→ Task requirements:
1. In the family-separation lawsuit article, which two cabinet officials does the lawsuit name among the six defendants?
2. Continue the family-separation lawsuit article from where it stops.

→ Extract:
Start

Miranda’s attorney told the Daily Mail that the translation is correct and that “his client would stand by that statement.”
The lawsuit names Attorney General Jefferson Beauregard Sessions III and Secretary of Homeland Security Kirstjen Nielsen as two of the six defendants whom Miranda is holding responsible for the safe return of her child.
After crossing the border on May 19, the lawsuit says that Miranda had her government-issued IDs and her daughter’s birth certificate despite her daughter being “mischaracterized” as an “unaccompanied child” — an important distinction that can otherwise mislabel a child as a trafficking victim.
The Trafficking Victims Protection Reauthorization Act (TVPRA) is “an act of congress designed to ensure actual unaccompanied alien minors are ‘protected from traffickers and other persons seeking to victimize or otherwise engage children in criminal activity,'” the lawsuit says.
According to Miranda’s attorney, the act is there to protect children, but mislabeling them “wrongly puts the burden on the parents to prove that they are not traffickers or doing something to endanger or victimize the child.”
Aside from mislabeling, the living conditions in detention centers has been a major topic of concern since the Trump administration’s “zero-policy” resulted in the separation of 2,300 children from their families in just one month.

End

→ Dataset section:
Start

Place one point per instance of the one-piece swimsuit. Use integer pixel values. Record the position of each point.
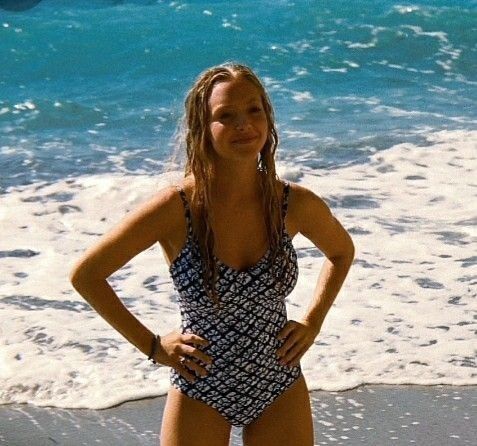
(245, 376)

End

→ Written responses:
1. Attorney General Jefferson Beauregard Sessions III and Secretary of Homeland Security Kirstjen Nielsen.

2.
Less than a week ago, CNN released a story detailing the poor living conditions and alleged abuse of children in detention facilities that took place last year.
After riding in the car with friends, a ninth grader was pulled over in McAllen, Texas, and taken into custody after unable to show identification.
The high schooler was then separated from his mother, who illegally brought him into the country as a baby, and ultimately endured “grave abuse” at a shelter for unaccompanied immigrant children.
“They will grab my hands and put them behind my back so I can’t move. Sometimes they will use pens to poke me in the ribs, sometimes they grab my jaw with their hands,” CNN reported of the boy, named John Doe 2, in the legal filings of his detainment.
According to CNN, the same punishment was described by five other children who detailed being placed in handcuffs and restraint chairs, including a statement from another child who said, “he was left naked, strapped to the chair for more than two days.”
While some immigration attorneys handling these cases told the news outlet that “some of these facilities provide the best care they can give given the circumstances,” Miranda’s account seems to fall in line with that of John Doe 2’s.
According to the lawsuit, Miranda described how her daughter said she was kept “in a small room” and “fed cold food” in poor sleeping conditions with only an aluminum blanket and no pillow, the Daily Mail reported.
Miranda has been freed on bond and is adamant that her daughter not only be freed as well, but released unharmed.